EXERCISE DETAILS:
Below is the data. Give it again, complete and exact.

DATA RECORDS:
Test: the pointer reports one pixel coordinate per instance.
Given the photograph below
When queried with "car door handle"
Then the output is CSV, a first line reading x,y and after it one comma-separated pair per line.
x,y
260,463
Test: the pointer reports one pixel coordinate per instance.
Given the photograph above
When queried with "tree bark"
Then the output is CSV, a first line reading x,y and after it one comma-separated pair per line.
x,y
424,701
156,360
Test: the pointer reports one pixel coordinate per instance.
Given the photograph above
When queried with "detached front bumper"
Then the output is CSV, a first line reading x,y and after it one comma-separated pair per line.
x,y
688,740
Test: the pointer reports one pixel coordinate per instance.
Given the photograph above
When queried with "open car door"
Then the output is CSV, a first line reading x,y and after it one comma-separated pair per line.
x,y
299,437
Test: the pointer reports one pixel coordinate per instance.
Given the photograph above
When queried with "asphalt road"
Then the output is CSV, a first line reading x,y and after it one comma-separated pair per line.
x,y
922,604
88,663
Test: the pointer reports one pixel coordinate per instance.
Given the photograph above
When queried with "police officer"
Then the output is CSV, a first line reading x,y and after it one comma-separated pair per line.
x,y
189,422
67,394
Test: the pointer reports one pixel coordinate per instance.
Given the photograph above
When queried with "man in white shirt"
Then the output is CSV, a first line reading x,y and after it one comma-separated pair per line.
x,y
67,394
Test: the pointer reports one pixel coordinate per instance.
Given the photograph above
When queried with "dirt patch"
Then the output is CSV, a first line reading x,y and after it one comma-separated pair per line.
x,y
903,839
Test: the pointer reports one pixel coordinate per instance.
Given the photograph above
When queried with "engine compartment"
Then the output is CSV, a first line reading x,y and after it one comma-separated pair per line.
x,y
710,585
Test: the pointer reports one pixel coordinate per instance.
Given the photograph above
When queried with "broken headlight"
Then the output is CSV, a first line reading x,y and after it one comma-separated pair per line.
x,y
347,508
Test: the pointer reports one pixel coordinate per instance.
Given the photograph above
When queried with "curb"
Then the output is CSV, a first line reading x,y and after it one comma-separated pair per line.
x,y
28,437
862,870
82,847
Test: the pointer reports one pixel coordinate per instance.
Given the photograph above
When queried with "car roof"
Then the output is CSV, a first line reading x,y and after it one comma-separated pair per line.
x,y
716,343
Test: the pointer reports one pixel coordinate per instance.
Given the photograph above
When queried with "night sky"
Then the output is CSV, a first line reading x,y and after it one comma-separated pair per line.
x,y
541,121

TASK RESPONSE:
Test: the pointer reports one pixel coordinate per instance.
Given the photograph below
When queried with "car door handle"
Then the output is CSV, a first line reading x,y and after it one comma-separated pair per line.
x,y
260,463
Test: the pointer reports one pixel coordinate per instance.
Given the photograph above
When queried with "tree bark"
Then the output is CSV, a first line reading x,y and after it one comma-separated pair per line.
x,y
424,701
156,360
Test: the pointer reports one pixel coordinate per instance.
Given the photograph above
When queried with "detached front bumper"
Then the output is CSV, a first line reading x,y and after it one comma-separated pair per line.
x,y
688,740
Test: the pointer reports one pixel coordinate per instance.
Given the photograph above
When queried with "open car door"
Then the output is CSV, a first line reading x,y and after it one comma-separated pair per line.
x,y
299,437
Test: the pointer reports one pixel coordinate per instance.
Given the photograph above
When queried with "asphalt road"
Then the output is CSV, a first line reading x,y and after it one comma-separated pair per line.
x,y
922,604
88,663
Test: the pointer reports one pixel coordinate per instance.
Given the photograph above
When queried with "police officer"
Then the output is CSV, a first line reading x,y and after it one comma-separated pair per line.
x,y
189,422
67,394
Test: the pointer reports one pixel coordinate per instance.
Given the photograph above
When queried with "man in white shirt"
Then the output is CSV, a first line reading x,y and after it one comma-separated pair per line.
x,y
67,394
Test: the pointer reports one pixel coordinate per instance.
Given the photograph above
When queried with "dirt patch"
Then the output is CSV, a first line reading x,y and after it one comma-separated pair per line.
x,y
903,839
Test: the pointer reports one pixel coordinate per instance.
Given the photograph above
When queried with "engine compartment"
Then the output is CSV, a first line reading x,y and after it one comma-separated pair per line.
x,y
710,585
Test: the pointer reports one pixel coordinate per instance.
Given the photograph above
When queried with "broken headlight"
Then the output is CSV, a first line reading x,y and after it one comma-separated pair per line.
x,y
347,508
Test: the pointer reports one pixel coordinate per instance.
Given the photograph above
When queried with "curb"
Then the output is CSV, a first line reading x,y and after it one comma-separated pair per line.
x,y
28,437
862,870
82,847
Test: the pointer reports one pixel coordinate per instance.
Given the photograph above
When queried with "car roof"
Then the output is CSV, a first line reading x,y and after it one comma-separated pair per line.
x,y
716,343
Test: the pointer reports one pixel coordinate per instance.
Given the photograph above
When queried with "night sky"
Then the output is CSV, a first line reading x,y and after it one comma-separated pair per line.
x,y
541,121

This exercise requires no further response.